■ SHORT PROBLEM ■
Gather every line of the data below that contains the word "foliage", and copy each such line in full.

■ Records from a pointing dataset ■

----------------------------------------

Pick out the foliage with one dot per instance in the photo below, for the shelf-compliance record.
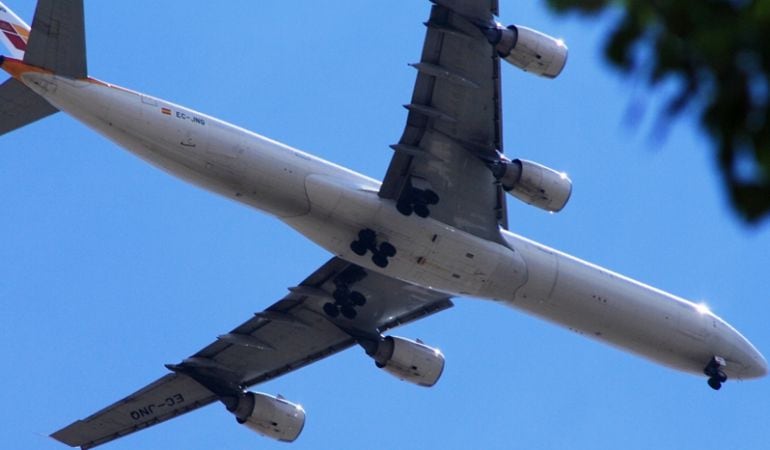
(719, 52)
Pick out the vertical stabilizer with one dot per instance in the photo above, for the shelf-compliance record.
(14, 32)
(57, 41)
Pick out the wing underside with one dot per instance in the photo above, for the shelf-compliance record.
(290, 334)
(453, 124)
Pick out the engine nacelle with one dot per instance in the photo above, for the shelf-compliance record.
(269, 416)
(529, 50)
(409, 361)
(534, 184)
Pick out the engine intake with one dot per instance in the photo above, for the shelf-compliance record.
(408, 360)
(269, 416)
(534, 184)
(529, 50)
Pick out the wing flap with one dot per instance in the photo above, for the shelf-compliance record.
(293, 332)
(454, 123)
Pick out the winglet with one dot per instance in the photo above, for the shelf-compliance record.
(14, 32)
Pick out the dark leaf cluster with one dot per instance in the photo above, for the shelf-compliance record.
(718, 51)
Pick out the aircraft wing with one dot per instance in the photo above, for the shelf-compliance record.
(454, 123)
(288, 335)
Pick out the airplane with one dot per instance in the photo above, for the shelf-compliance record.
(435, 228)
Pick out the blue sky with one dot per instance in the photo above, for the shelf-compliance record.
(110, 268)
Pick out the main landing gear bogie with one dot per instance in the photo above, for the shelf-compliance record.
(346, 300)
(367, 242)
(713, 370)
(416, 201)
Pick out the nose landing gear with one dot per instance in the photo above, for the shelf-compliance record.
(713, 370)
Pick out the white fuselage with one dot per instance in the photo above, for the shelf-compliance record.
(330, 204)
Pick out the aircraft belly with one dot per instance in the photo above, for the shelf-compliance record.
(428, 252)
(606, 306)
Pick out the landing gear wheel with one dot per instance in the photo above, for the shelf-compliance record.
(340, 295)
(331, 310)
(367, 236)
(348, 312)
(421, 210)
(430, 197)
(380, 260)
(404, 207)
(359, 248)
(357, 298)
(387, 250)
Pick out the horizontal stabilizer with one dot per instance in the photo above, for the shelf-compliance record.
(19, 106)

----------------------------------------

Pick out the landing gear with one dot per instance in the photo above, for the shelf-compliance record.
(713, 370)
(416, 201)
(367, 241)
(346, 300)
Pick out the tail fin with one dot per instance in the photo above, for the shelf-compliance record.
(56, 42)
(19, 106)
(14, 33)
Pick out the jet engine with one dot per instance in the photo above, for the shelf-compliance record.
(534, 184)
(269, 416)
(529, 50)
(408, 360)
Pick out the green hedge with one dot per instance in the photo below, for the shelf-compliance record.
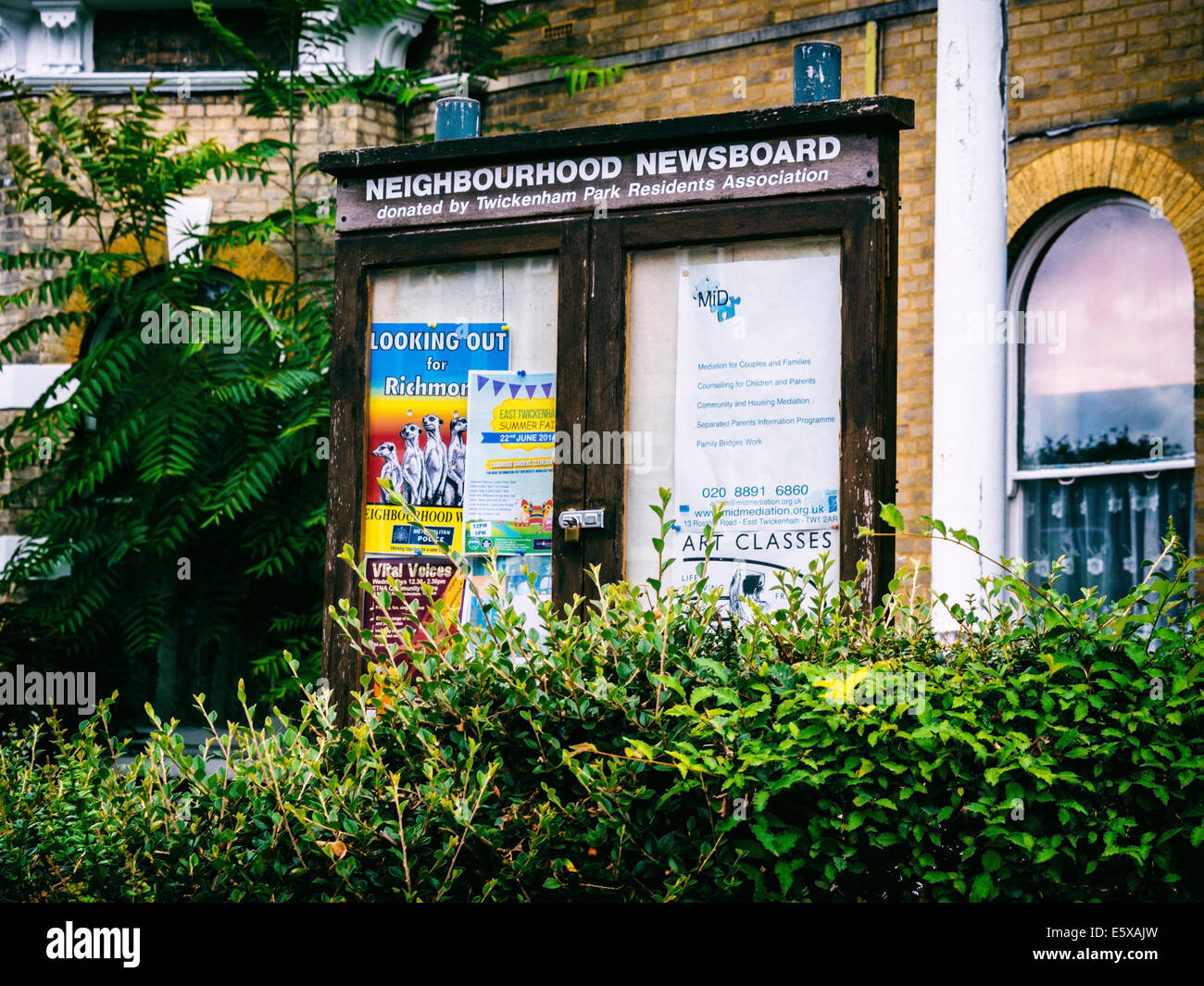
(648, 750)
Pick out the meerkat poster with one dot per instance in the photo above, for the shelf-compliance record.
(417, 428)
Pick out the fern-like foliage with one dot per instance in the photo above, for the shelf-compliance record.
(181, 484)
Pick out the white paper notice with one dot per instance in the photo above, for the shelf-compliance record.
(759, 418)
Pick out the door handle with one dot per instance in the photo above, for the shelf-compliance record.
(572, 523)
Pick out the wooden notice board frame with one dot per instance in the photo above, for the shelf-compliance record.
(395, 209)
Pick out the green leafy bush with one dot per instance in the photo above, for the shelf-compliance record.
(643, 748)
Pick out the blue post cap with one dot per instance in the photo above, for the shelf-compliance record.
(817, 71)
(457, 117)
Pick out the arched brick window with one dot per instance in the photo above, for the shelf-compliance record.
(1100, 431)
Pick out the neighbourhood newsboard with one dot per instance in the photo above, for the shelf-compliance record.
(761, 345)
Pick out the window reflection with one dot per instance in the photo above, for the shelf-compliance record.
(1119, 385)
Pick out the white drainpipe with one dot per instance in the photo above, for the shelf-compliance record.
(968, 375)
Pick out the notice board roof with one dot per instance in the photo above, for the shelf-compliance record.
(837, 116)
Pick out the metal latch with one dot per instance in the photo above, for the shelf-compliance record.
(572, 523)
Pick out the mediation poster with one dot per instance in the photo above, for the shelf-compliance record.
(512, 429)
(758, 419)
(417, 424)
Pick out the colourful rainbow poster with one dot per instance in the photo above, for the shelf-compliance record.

----------------------------------------

■ RESULT OF THE TASK ■
Pick out the foliage with one dot per instance in the photo below, for the shelf-compliance record.
Pick out the fern-like foliage with one dot per instance in the photo above, for the shelf-compliance record.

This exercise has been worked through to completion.